• **Input records**
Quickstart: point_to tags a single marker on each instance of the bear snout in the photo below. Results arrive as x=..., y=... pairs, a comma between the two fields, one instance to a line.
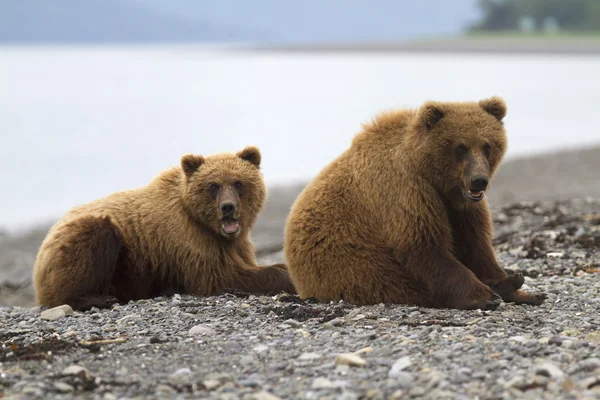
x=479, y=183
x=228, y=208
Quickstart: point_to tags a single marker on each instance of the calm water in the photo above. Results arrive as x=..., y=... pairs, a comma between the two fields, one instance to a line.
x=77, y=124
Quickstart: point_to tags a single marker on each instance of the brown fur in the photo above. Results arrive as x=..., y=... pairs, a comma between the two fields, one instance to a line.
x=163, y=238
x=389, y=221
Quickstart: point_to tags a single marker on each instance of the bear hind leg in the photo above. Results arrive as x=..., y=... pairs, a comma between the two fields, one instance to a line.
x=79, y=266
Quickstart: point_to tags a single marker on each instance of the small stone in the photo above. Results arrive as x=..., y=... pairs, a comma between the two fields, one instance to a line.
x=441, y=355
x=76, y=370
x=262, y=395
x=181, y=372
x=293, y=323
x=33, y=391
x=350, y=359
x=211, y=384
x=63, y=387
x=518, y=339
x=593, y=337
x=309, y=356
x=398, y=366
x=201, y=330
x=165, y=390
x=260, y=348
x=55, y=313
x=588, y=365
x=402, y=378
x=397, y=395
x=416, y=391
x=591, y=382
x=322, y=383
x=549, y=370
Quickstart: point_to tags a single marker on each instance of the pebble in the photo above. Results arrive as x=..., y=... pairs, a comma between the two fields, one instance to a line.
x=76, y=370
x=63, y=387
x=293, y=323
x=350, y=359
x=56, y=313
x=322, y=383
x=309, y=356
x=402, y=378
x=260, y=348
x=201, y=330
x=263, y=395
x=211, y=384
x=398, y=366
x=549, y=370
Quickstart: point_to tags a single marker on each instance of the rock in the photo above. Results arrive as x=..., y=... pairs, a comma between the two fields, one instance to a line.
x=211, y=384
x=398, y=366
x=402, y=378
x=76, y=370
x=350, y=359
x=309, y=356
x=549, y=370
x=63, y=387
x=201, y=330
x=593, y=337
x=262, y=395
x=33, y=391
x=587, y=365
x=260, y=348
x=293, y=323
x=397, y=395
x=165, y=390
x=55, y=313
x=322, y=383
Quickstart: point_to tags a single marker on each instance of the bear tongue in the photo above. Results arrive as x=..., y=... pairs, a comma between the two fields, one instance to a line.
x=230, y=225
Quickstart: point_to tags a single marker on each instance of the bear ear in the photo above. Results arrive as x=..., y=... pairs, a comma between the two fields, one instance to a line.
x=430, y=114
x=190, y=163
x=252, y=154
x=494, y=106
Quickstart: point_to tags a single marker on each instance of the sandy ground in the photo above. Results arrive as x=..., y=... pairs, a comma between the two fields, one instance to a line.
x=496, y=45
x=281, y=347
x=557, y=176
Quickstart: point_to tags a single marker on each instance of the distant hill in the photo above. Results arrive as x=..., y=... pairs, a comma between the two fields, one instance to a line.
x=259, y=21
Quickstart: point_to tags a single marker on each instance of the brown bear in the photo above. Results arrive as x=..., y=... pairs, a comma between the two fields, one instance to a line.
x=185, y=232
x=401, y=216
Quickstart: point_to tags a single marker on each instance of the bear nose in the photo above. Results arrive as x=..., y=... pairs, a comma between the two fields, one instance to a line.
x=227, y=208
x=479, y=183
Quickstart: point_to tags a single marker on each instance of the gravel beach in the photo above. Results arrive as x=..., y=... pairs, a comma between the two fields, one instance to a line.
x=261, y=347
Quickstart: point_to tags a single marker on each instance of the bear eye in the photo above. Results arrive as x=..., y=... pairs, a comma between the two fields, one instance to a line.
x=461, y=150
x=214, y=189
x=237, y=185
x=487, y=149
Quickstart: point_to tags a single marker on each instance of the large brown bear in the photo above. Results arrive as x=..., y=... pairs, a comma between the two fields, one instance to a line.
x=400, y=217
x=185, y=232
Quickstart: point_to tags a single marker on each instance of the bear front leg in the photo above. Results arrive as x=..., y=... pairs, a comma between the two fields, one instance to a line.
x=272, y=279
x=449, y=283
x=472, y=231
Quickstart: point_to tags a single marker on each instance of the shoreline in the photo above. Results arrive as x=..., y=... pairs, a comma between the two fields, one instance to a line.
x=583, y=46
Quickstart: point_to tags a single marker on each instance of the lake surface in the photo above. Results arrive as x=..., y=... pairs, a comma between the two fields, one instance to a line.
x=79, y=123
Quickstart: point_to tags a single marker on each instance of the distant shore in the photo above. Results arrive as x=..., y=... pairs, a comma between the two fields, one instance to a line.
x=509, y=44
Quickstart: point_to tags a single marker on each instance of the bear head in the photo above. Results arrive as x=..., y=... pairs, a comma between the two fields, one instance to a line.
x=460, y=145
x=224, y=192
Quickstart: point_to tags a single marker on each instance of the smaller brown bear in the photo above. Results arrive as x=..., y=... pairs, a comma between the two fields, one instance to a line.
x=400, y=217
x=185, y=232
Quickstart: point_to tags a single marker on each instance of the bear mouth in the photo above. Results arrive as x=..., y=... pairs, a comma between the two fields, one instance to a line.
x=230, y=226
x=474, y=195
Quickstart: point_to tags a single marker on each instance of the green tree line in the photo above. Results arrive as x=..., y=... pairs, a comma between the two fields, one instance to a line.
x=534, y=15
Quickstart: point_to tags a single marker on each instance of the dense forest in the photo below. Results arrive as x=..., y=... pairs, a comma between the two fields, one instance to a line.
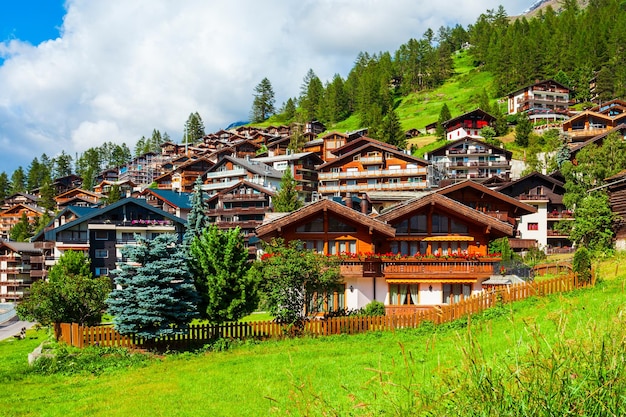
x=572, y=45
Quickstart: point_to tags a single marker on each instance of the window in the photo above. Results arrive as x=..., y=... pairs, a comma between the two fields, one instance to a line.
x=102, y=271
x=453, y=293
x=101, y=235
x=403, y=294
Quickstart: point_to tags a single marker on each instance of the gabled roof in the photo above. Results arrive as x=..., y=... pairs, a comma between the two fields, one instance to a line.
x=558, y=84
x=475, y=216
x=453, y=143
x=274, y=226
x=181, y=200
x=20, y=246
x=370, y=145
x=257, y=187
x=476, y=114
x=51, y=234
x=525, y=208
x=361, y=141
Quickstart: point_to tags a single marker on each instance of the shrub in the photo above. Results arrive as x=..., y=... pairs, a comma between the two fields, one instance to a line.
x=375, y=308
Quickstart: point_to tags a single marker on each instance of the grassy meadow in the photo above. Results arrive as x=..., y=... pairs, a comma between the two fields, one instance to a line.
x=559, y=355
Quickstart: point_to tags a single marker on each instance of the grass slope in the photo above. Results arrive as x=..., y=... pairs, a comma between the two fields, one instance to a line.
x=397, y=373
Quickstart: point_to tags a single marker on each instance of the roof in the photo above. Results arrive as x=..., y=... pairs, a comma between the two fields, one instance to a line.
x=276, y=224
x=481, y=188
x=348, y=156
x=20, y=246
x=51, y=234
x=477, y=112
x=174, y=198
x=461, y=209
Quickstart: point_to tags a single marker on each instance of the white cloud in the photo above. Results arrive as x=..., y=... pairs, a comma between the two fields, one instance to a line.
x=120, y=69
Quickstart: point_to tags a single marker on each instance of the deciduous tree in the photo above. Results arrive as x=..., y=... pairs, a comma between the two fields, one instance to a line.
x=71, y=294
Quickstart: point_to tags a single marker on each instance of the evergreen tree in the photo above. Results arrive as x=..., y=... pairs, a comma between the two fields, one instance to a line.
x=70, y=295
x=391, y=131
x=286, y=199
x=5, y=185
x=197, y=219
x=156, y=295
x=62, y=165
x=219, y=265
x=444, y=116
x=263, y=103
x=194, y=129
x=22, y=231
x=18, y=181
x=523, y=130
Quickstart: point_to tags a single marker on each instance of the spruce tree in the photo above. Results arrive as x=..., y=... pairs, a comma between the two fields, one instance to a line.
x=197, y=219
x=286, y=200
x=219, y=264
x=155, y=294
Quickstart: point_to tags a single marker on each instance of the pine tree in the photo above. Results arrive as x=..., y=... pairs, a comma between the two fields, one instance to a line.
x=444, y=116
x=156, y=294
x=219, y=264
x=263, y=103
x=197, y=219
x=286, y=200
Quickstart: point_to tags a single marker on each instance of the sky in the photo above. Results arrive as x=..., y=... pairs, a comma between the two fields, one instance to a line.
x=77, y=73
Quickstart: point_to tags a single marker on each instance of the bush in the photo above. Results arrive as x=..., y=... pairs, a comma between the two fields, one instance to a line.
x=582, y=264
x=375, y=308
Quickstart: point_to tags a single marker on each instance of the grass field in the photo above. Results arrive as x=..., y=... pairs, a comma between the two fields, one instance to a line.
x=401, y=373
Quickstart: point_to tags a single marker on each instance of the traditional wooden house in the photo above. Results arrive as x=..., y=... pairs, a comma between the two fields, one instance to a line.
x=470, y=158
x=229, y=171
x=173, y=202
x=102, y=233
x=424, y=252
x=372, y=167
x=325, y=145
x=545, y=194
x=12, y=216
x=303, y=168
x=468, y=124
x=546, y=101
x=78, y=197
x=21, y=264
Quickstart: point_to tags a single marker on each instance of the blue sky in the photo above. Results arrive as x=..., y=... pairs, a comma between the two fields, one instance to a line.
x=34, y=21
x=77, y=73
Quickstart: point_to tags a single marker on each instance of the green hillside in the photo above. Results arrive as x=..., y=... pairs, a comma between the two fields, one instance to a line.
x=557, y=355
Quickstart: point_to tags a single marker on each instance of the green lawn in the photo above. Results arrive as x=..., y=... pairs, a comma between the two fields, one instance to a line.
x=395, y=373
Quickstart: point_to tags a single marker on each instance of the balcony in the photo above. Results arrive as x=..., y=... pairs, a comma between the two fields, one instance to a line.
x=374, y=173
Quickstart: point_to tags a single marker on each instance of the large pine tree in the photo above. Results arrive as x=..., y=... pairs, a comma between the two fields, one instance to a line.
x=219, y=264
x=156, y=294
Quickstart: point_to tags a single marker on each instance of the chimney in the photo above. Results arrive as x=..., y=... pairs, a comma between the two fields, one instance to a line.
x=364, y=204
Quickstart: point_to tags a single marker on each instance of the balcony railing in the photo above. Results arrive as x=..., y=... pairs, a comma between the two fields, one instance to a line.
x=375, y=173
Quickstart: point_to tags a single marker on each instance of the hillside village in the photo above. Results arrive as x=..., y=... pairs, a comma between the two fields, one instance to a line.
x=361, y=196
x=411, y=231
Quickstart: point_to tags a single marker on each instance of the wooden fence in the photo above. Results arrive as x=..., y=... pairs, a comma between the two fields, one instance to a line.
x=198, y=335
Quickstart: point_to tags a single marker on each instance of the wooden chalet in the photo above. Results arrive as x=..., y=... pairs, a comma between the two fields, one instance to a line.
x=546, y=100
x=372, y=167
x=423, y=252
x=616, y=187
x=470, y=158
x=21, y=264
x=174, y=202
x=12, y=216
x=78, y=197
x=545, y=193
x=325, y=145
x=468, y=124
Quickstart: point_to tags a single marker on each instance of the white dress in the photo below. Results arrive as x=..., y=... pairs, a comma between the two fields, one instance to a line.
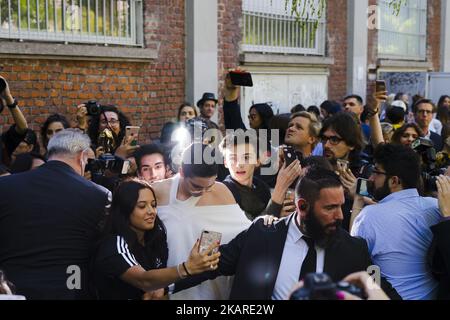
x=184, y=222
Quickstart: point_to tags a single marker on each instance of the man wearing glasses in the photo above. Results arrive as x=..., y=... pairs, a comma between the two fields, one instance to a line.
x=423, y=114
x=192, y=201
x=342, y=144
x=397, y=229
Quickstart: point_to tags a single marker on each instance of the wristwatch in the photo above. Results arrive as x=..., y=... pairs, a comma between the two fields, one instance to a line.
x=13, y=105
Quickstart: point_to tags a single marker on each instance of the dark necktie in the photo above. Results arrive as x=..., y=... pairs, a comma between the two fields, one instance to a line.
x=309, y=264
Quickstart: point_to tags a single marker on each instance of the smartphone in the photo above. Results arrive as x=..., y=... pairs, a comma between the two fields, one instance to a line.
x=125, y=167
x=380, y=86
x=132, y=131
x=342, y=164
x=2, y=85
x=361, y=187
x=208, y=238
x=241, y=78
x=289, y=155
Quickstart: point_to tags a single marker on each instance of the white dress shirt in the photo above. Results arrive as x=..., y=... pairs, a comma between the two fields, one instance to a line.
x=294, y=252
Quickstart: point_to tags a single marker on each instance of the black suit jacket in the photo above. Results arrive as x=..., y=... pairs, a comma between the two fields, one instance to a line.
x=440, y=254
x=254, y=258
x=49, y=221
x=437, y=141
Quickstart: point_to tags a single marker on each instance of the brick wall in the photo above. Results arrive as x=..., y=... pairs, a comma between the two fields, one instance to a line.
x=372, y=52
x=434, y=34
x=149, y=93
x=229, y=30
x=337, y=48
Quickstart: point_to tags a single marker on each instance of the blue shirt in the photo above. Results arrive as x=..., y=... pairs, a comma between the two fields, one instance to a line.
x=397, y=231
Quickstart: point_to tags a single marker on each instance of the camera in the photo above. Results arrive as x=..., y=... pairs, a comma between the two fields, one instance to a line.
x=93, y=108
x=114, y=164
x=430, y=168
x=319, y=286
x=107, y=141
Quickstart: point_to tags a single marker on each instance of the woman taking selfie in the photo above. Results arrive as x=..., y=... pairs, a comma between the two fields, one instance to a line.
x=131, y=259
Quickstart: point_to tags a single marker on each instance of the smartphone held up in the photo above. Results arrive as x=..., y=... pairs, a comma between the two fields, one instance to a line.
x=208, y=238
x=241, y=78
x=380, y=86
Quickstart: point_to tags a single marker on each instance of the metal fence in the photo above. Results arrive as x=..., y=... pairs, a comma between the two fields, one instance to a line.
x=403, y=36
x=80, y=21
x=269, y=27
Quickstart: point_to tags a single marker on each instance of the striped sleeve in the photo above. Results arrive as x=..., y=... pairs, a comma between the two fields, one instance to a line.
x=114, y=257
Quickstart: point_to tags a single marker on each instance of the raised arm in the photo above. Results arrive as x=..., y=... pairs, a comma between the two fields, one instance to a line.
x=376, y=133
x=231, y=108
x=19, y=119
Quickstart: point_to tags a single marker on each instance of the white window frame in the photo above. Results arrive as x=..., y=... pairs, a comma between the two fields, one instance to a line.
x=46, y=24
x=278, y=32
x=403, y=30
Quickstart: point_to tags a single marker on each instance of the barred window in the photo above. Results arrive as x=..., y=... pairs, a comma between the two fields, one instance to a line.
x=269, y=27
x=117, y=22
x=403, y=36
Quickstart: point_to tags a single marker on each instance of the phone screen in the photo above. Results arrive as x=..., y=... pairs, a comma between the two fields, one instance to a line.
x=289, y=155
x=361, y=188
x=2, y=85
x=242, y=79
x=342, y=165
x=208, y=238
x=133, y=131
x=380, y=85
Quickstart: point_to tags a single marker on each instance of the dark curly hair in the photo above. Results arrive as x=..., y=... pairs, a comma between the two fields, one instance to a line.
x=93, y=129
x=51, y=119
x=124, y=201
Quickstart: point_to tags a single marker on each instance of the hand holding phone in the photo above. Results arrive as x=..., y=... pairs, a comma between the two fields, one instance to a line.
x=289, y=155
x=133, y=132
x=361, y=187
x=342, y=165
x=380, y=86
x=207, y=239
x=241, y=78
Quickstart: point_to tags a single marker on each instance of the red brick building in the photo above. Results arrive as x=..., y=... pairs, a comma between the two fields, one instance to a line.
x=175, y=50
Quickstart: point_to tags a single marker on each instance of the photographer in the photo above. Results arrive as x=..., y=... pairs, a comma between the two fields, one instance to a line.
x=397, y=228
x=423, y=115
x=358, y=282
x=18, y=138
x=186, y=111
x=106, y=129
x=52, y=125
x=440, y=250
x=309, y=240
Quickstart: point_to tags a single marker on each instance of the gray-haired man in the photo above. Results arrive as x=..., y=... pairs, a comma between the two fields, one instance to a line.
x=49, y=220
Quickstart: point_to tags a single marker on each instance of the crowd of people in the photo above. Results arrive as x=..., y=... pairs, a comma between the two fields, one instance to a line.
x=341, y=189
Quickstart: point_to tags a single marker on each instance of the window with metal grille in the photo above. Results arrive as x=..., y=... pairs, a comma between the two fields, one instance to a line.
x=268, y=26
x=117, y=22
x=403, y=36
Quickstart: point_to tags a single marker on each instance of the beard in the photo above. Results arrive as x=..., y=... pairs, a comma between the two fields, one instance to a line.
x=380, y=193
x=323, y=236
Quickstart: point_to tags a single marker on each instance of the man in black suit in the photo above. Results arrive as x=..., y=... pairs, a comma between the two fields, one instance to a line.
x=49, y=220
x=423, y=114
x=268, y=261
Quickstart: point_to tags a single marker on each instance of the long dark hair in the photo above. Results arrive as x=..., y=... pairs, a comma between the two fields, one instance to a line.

• **Required work**
Rewrite everything above, from the line containing "the large brown" down to the line containing "x=509, y=44", as a numbered list with blank lines left out.

• **Exercise response**
1. Quickstart: point_to tags a single marker on each instance of the large brown bear in the photo above. Results arrive as x=..., y=... pairs, a comma between the two fields, one instance to a line.
2. x=400, y=217
3. x=185, y=232
4. Quickstart: point_to tags a single marker on each instance of the bear front leg in the photo above. Results arrive as x=..., y=... pairs, a comma between the two fields, one instance to a line.
5. x=272, y=279
6. x=449, y=283
7. x=472, y=231
8. Quickstart: point_to tags a single marker on each instance of the shoreline in the photo above. Results arrive as x=..., y=... pairs, a comma between the two fields, one instance to a line.
9. x=583, y=46
10. Quickstart: point_to tags a single marker on each instance of the lake surface in the photo above. Results arrive as x=..., y=... pairs, a comma between the two fields, one instance to a line.
11. x=79, y=123
12. Quickstart: point_to tags a single marker on each instance of the distant shore in the photo above. Results arrive as x=..., y=... pairs, a comma between the two fields, one instance to a line.
13. x=509, y=44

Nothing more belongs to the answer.